Task instructions: Edit the listing below by changing every "a single point apiece" to "one point each" and leaving all other text as it is.

Task input:
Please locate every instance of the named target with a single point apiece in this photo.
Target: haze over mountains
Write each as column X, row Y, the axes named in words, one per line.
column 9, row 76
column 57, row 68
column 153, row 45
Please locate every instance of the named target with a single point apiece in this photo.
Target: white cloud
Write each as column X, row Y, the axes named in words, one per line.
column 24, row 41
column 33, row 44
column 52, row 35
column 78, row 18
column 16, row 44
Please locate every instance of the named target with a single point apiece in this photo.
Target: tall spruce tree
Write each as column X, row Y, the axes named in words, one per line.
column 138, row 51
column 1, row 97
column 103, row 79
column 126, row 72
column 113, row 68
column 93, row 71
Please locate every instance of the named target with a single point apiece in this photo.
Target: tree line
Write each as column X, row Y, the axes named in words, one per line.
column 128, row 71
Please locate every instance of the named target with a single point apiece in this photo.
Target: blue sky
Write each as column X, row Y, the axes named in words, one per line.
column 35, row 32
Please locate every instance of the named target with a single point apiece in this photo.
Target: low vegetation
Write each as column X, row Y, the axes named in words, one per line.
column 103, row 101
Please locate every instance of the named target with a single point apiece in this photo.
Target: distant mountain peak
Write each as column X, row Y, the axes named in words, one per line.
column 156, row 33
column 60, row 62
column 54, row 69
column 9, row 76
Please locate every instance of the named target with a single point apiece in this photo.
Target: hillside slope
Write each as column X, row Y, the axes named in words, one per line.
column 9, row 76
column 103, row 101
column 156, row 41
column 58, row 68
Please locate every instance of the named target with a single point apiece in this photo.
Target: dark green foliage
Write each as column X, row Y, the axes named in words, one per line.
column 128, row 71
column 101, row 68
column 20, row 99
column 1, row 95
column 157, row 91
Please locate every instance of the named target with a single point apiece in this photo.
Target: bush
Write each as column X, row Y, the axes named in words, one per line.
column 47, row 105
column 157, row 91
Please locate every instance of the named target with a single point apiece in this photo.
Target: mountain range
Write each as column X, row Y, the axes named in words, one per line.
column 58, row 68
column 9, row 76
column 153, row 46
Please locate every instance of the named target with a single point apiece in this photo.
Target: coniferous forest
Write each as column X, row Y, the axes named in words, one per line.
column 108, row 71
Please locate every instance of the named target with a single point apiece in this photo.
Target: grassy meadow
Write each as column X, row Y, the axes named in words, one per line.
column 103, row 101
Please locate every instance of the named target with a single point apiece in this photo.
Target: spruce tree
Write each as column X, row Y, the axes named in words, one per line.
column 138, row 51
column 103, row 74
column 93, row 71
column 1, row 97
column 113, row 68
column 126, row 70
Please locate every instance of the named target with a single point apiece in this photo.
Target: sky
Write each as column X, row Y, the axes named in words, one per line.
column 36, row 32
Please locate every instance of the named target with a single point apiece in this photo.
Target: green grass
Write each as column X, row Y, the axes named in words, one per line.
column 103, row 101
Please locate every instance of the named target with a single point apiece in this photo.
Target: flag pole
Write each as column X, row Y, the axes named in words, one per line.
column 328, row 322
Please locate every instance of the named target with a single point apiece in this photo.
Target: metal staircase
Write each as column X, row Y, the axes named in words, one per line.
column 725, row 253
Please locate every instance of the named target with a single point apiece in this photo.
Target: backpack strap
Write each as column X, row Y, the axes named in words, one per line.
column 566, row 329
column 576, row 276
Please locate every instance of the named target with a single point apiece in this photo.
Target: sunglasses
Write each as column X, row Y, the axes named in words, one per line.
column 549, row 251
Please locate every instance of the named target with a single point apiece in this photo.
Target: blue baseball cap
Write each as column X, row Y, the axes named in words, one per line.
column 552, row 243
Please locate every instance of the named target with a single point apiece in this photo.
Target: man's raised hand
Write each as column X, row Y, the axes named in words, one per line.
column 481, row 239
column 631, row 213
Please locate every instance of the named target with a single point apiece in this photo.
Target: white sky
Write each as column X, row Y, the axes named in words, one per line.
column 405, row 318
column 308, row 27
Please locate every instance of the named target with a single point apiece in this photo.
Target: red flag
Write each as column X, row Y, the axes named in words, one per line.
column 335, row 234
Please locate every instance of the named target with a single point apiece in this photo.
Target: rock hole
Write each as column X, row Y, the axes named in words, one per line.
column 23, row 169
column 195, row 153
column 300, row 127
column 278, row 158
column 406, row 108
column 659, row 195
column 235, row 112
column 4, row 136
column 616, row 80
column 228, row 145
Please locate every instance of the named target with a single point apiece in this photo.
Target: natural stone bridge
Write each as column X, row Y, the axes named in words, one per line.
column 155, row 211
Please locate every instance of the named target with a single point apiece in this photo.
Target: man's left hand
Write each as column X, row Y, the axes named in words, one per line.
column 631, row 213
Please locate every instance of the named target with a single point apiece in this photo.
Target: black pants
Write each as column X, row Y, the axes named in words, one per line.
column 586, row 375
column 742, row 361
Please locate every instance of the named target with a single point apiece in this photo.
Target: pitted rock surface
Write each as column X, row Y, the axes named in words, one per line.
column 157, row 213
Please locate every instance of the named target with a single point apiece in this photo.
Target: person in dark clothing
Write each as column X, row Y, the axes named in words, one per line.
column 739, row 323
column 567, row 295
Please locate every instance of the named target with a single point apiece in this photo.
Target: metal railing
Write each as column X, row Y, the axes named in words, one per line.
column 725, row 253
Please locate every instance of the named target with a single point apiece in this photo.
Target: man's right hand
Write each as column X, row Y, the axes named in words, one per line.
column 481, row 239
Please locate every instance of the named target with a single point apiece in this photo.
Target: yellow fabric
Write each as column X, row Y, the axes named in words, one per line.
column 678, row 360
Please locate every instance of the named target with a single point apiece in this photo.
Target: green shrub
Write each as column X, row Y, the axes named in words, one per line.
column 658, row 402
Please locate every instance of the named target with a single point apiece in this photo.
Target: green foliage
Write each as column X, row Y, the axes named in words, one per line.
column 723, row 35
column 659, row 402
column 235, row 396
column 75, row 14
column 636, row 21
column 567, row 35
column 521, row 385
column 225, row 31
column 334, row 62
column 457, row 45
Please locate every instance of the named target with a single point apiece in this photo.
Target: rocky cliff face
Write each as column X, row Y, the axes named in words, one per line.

Task solution:
Please locate every instance of the named target with one point each in this photo.
Target: haze over mountains
Write each as column X, row Y, the axes named in words, one per line.
column 9, row 76
column 57, row 68
column 153, row 45
Please locate every instance of the named target with one point each in this photo.
Target: white cloud
Write each as column X, row Y, the axes named in words, one per line.
column 24, row 41
column 33, row 44
column 52, row 35
column 78, row 18
column 16, row 44
Please locate every instance of the named target with one point each in this photo.
Target: tall spruce tree
Write each as column X, row Y, the axes named in words, one per line.
column 138, row 51
column 1, row 97
column 103, row 79
column 126, row 72
column 113, row 68
column 93, row 71
Please locate every instance of the named target with one point each in this photo.
Target: tree line
Write each as column X, row Y, the axes named in words, one per line.
column 128, row 71
Please locate every instance of the named target with one point each in this photo.
Target: blue sky
Write each as column X, row Y, the axes named in words, one per line.
column 35, row 32
Please locate every instance of the named target with one point each in this photo.
Target: low vegetation
Write each as column X, row Y, the axes named in words, one per line.
column 103, row 101
Please locate every instance of the named target with one point each in this photo.
Target: distant mountain peak
Write each as column X, row Y, the axes named in words, one per line.
column 156, row 33
column 60, row 62
column 54, row 69
column 9, row 76
Please locate every instance of the named target with one point each in this photo.
Target: hillside slope
Write each as column X, row Y, the axes named in words, one per line.
column 9, row 76
column 103, row 101
column 156, row 41
column 58, row 68
Please locate every instance of the named target with one point each in this photo.
Target: dark green foliage
Write each as column X, row Y, the axes named in words, one per line.
column 128, row 71
column 101, row 68
column 20, row 99
column 1, row 95
column 157, row 91
Please locate every instance of the named target with one point each in this photo.
Target: bush
Write each as column X, row Y, the axes named in words, one per line.
column 47, row 105
column 157, row 91
Please locate every instance of the named target with one point each in this photo.
Target: mountain range
Write each as column X, row Y, the axes named in words, one per line.
column 58, row 68
column 9, row 76
column 153, row 46
Please locate every instance of the named target with one point each in this photo.
Target: coniferous forest
Write each as column X, row Y, the axes named in words, one per line.
column 108, row 71
Please locate every instance of the named target with one point each in this photo.
Target: grassy meadow
Write each as column X, row Y, the axes named in words, one per line.
column 103, row 101
Please locate every instance of the named target with one point each in this photo.
Target: spruce tree
Write each as column X, row Y, the axes named in words, one per line.
column 138, row 51
column 103, row 74
column 93, row 71
column 1, row 97
column 113, row 68
column 126, row 70
Please locate every instance of the named target with one point each in this photo.
Target: sky
Write each as column X, row Y, the axes named in words, one per line.
column 36, row 32
Please locate every instance of the named target with one point each in this photo.
Target: green grass
Write each as column X, row Y, the axes named in words, one per line.
column 103, row 101
Please locate every instance of the named target with one point each in this photo.
Target: flag pole
Write each as column X, row Y, the axes named in words, one per line.
column 328, row 322
Please locate every instance of the named target with one point each in this photo.
Target: metal staircase
Write each as column X, row Y, the axes named in words, one per line.
column 725, row 253
Please locate every instance of the named target with one point each in this photo.
Target: backpack strap
Write each as column X, row Y, the axes named in words, one per line.
column 566, row 329
column 576, row 276
Please locate every instance of the named target with one point each in this photo.
Target: sunglasses
Write each as column X, row Y, the axes named in words, one per line.
column 549, row 251
Please locate every instance of the named target with one point each in this photo.
Target: blue baseball cap
Write each as column X, row Y, the axes named in words, one per line.
column 552, row 243
Please locate every instance of the named target with one point each in this photo.
Target: man's raised hand
Write each as column X, row Y, the axes named in words, one per line.
column 481, row 239
column 631, row 213
Please locate every instance of the named target with one point each in this photo.
Target: white sky
Write each as column X, row Y, the axes named in words, one per line.
column 405, row 318
column 308, row 27
Please locate every instance of the named target with one point each in this photo.
Target: red flag
Write each as column X, row Y, the axes named in words, one per line.
column 335, row 234
Please locate every instance of the named target with one point each in this photo.
Target: rock hole
Write each as column X, row Y, the axes named in words, one per line.
column 23, row 169
column 195, row 153
column 300, row 127
column 278, row 158
column 406, row 108
column 659, row 195
column 235, row 112
column 4, row 136
column 616, row 80
column 228, row 145
Please locate every instance of the named target with one point each in this photo.
Target: natural stone bridge
Write each as column X, row Y, the axes named in words, one per line.
column 155, row 211
Please locate every instance of the named target with one point each in this photo.
Target: man's left hand
Write each as column X, row Y, the axes named in words, one per line.
column 631, row 213
Please locate every instance of the named target with one point each in this photo.
Target: black pants
Write each as column X, row Y, the axes named in words, one per line.
column 586, row 375
column 742, row 361
Please locate every instance of the named target with one point each in this photo.
Target: pitted rock surface
Write each as column X, row Y, the axes named in words, one per line.
column 157, row 213
Please locate every instance of the named target with one point each in this photo.
Target: person in dark clothing
Write each as column X, row Y, the axes named in words, one per line.
column 739, row 323
column 567, row 295
Please locate every instance of the named target with one point each in this photo.
Target: metal railing
Write each as column X, row Y, the axes named in words, one per line.
column 725, row 253
Please locate every instance of the named target with one point each in this photo.
Target: man's right hand
Write each as column X, row Y, the axes named in words, one per line.
column 481, row 239
Please locate every instance of the named target with one point each in this photo.
Target: yellow fabric
Write each as column X, row Y, the axes named in words, one per line.
column 678, row 360
Please locate every instance of the named target with one point each in this photo.
Target: green shrub
Write each as column X, row Y, the axes named in words, one per line.
column 658, row 402
Please locate every instance of the named target with one point each in this photo.
Target: green foliage
Write each as column X, row Y, the axes named in words, one per line.
column 723, row 35
column 659, row 402
column 235, row 396
column 75, row 14
column 636, row 21
column 567, row 35
column 521, row 385
column 225, row 31
column 334, row 62
column 457, row 45
Please locate every instance of the named target with one point each in this photo.
Target: rocky cliff face
Write each as column X, row Y, the axes named in words, one per line.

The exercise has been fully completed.